Excerpt to read:
◆ ◆ ◆ ◆ ◆

# Udacity Courses Web Scraping

In this notebook I will try to extract all the courses information in the [Udacity Webiste](https://www.udacity.com)

![image.png](images/image.png)

### Import nessecary libraries for extraction

we will use:
+ `requests` library to get the html tegs of the site
+ `BeautifulSoup` from `bs4` library to extract useful information from the tags
+ `pandas` and `numpy` to make the DataFrame of all courses

In [2]:
from bs4 import BeautifulSoup
import requests
import pandas as pd
import numpy as np

### Extract the HTML of the site

In [3]:
req = requests.get('https://www.udacity.com/courses/all')

In [11]:
html_soup = BeautifulSoup(req.content, 'html.parser')

#### Extract all the courses' cards to get our needed information

In [42]:
all_cards = html_soup.find_all('div', class_='card-content')

#### Get every needed piece of information from that card

In [67]:
courses_links = []
courses_name = []
courses_level = []
courses_school = []
courses_skills = []

for card in all_cards:
    # Add Title and Link
    a_title = card.find('a', class_='capitalize')
    courses_links.append('https://www.udacity.com' + a_title['href'])
    courses_name.append(a_title.text.strip())
    # Add skill
    try:
        skill = card.find('span', class_='truncate-content').text.strip()
        courses_skills.append(skill)
    except:
        courses_skills.append(np.nan)
    # Add Level
    try:
        level = card.find('span', class_='capitalize').text
        courses_level.append(level)
    except:
        courses_level.append(np.nan)
    # Add School
    try:
        school = card.find('h4', class_='category ng-star-inserted').text.strip()
        courses_school.append(school)
    except:
        courses_school.append(np.nan)

#### Import the infos got into a dataframe for further manipulation
We will have in this initial dataframe 5 columns:
1. Course Name
2. Course Link
3. Course School
4. Course Skills
5. Course Level

In [68]:
df = pd.DataFrame({'Course Name': courses_name, 'Course Link': courses_links,\
              'Course School': courses_school, 'Course Skills': courses_skills, 'Course Level': courses_level})
df.head()

◆ ◆ ◆ ◆ ◆

Extracted entries:

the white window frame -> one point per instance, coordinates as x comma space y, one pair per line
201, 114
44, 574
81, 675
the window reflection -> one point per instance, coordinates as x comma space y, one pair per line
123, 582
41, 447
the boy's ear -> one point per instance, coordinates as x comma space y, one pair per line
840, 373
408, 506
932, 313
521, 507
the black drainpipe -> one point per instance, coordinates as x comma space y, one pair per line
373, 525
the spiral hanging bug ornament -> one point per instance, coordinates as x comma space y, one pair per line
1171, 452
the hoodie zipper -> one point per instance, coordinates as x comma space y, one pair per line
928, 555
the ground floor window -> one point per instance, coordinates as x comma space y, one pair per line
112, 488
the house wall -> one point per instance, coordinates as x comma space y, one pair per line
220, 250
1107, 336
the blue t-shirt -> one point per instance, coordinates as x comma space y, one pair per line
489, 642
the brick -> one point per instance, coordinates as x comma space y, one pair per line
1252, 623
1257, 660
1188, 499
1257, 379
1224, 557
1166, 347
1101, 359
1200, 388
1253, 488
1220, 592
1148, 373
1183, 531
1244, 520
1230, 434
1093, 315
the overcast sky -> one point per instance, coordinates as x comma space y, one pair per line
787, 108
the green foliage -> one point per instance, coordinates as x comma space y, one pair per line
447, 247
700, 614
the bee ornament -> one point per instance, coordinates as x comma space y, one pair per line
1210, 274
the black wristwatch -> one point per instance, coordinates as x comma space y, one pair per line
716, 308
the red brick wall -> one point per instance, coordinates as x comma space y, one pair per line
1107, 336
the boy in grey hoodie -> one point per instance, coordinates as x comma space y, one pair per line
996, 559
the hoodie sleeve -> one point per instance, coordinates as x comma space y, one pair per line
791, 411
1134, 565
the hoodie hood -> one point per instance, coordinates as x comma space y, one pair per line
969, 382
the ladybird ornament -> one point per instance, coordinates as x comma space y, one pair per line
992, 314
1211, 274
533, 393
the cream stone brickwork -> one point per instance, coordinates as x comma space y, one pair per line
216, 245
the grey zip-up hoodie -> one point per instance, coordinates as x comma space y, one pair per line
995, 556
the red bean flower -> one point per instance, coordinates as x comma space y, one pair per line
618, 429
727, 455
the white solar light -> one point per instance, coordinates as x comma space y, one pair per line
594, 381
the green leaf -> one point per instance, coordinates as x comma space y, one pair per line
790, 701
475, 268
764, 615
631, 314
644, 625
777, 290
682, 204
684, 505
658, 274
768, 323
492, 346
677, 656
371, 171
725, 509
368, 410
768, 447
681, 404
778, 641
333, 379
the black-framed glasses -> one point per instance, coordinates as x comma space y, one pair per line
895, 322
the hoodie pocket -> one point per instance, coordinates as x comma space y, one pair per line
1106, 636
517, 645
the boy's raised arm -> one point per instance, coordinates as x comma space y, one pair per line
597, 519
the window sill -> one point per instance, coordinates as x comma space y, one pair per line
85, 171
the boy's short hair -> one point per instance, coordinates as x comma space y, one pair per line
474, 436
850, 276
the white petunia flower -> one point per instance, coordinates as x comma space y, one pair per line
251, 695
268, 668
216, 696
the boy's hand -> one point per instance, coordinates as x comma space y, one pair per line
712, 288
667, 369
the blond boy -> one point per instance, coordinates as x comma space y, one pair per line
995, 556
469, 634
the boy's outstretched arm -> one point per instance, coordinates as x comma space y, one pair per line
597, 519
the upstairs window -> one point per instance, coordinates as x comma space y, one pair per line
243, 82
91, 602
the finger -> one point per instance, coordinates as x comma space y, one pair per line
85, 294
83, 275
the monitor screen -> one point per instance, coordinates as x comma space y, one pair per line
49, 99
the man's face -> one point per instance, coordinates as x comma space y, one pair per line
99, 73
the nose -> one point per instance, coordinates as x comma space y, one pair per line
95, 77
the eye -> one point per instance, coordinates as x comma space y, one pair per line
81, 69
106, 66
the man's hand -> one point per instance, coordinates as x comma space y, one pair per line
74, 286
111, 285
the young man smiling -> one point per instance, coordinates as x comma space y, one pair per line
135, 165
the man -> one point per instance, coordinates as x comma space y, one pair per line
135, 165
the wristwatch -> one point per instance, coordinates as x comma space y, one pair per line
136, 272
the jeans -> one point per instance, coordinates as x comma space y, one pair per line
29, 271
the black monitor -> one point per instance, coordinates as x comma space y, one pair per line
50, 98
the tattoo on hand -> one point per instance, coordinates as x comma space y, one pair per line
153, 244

◆ ◆ ◆ ◆ ◆

Direction 1:
According to the Udacity scraping notebook, what is each imported library used for?
Direction 2:
Write out the part of the Udacity scraping notebook between "# Add skill" and "courses_level.append(level)", inclusive.
Direction 3:
Resume the Udacity scraping notebook from the point where it stops.

Task answer 1:
The notebook uses the `requests` library to get the HTML tags of the site and `BeautifulSoup` from `bs4` to pull useful information out of those tags. It uses `pandas` and `numpy` to build the DataFrame of all courses.

Task answer 2:
# Add skill
    try:
        skill = card.find('span', class_='truncate-content').text.strip()
        courses_skills.append(skill)
    except:
        courses_skills.append(np.nan)
    # Add Level
    try:
        level = card.find('span', class_='capitalize').text
        courses_level.append(level)

Task answer 3:
Unnamed: 0,Course Name,Course Link,Course School,Course Skills,Course Level
0,Establishing Data Infrastructure,https://www.udacity.com/course/establishing-da...,School of Business,"Data Pipelines, Data Consumers, Data Producers...",intermediate
1,Intermediate JavaScript,https://www.udacity.com/course/intermediate-ja...,School of Programming,"Functional Programming, DOM, Data Structures, ...",intermediate
2,Monetization Strategy,https://www.udacity.com/course/monetization-st...,School of Business,"Product Management, Monetization Models, Prici...",intermediate
3,Applying Data Science to Product Management,https://www.udacity.com/course/applying-data-s...,School of Business,"Data Science, Product Management, Data Visuali...",intermediate
4,Data Product Manager,https://www.udacity.com/course/data-product-ma...,School of Business,"Data Science, Product Management, Product Desi...",intermediate


## Extract Additional Information
Here we will enter in every course website to extract additional information about them

In [397]:
types = []
costs = []
times = []
instructors = []

for link in df['Course Link']:
    page_req = requests.get(link)
    page_soup = BeautifulSoup(page_req.content, 'html.parser')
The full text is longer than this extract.